**DOCUMENT TEXT:**
* start *
Nikon D90

The world’s first digital SLR with video is here… and we’ve got it in our hands. We’ll run it through our little circus to see if you should spend your money on it!

One of the most common things people ask when buying a new digital camera is “will it do movie mode?” We seem to be hung up on this whole idea of making movies out of anything. Perhaps it’s all about bang for buck or perhaps it’s just an inherent desire to be in front of a video camera. Whatever it is, that question still pops up.

It pops up most when salespeople are asked about those professional-looking cameras that have lenses attached to them, single-lens reflex cameras. Previously, the answer has been “no” or at least a humbled “no” followed by a quick explanation of why.

All of that is about to change.

The Nikon D90 is the first of a new breed of digital single-lens reflex cameras. Previous SLRs were only capable of taking stills but the D90 is the first of its kind to actually record in video. But rather than just include a basic 640×480 video resolution like most would expect in an idea seen as a gimmick by most photographers, the video Nikon chose to include hits the almost full HD resolution of 720p. At 1280×720 pixels, it’s true you’re not getting 1080p’s 1920×1080 pixel resolution, but it’s still bloody impressive considering what you get.
* end *
Records excerpted from a collection
* start *
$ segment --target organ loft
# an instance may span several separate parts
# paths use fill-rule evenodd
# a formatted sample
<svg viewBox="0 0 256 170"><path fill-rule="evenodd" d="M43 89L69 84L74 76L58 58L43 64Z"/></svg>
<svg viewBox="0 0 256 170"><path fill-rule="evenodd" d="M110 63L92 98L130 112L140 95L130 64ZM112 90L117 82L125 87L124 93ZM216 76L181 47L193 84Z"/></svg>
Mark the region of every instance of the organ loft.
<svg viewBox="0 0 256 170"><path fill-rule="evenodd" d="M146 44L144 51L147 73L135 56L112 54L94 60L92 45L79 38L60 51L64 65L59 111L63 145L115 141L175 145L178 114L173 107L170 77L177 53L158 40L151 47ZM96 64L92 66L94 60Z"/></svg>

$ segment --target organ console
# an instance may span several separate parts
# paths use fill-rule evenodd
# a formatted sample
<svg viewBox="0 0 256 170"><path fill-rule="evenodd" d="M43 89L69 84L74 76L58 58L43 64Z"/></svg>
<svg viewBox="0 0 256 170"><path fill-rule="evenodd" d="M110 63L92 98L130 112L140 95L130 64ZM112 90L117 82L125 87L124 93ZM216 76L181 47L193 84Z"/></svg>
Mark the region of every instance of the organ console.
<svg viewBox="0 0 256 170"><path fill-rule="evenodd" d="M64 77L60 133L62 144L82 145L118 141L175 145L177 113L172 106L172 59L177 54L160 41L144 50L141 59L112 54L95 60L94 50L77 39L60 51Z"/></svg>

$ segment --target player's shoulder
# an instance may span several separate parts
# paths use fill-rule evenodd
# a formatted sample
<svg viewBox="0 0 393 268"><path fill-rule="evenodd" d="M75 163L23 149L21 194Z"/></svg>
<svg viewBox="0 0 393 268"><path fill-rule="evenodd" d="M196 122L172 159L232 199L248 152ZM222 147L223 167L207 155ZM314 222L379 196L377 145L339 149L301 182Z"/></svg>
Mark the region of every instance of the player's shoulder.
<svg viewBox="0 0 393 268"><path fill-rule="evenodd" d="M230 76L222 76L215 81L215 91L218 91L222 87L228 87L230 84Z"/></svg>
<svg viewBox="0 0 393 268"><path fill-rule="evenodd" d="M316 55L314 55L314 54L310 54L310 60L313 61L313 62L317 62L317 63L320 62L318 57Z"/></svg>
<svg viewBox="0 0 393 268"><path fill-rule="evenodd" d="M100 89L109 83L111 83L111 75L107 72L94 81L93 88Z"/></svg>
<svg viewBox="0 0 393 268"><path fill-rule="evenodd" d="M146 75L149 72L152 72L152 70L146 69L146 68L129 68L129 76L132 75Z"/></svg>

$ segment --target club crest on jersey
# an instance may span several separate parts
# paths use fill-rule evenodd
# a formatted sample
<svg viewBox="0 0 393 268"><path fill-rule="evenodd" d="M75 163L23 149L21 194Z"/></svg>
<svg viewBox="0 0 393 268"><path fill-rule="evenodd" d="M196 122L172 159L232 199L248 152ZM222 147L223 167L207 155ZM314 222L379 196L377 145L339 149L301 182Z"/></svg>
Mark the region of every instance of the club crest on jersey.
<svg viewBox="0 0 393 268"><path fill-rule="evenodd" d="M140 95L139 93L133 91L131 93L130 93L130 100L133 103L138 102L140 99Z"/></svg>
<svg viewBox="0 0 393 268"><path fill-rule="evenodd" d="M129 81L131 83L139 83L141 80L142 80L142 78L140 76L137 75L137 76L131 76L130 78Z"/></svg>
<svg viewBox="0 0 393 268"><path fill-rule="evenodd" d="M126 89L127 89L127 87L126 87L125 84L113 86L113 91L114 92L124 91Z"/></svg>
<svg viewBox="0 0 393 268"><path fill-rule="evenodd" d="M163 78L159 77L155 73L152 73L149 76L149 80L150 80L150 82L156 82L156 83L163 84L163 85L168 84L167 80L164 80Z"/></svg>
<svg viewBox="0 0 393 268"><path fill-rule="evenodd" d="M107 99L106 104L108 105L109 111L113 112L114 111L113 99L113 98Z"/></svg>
* end *
**EXERCISE BRIEF:** In the Nikon D90 review, why is the usual "no" from salespeople, when asked whether a single-lens reflex camera will do movie mode, about to change? Answer in one to three sentences. These records are separate material with no connection to the Nikon D90 review.

**CORRECT OUTPUT:** Earlier single-lens reflex cameras could only take stills, but the Nikon D90 is the first of its kind to record video. It does so at 720p (1280×720 pixels) rather than a basic 640×480.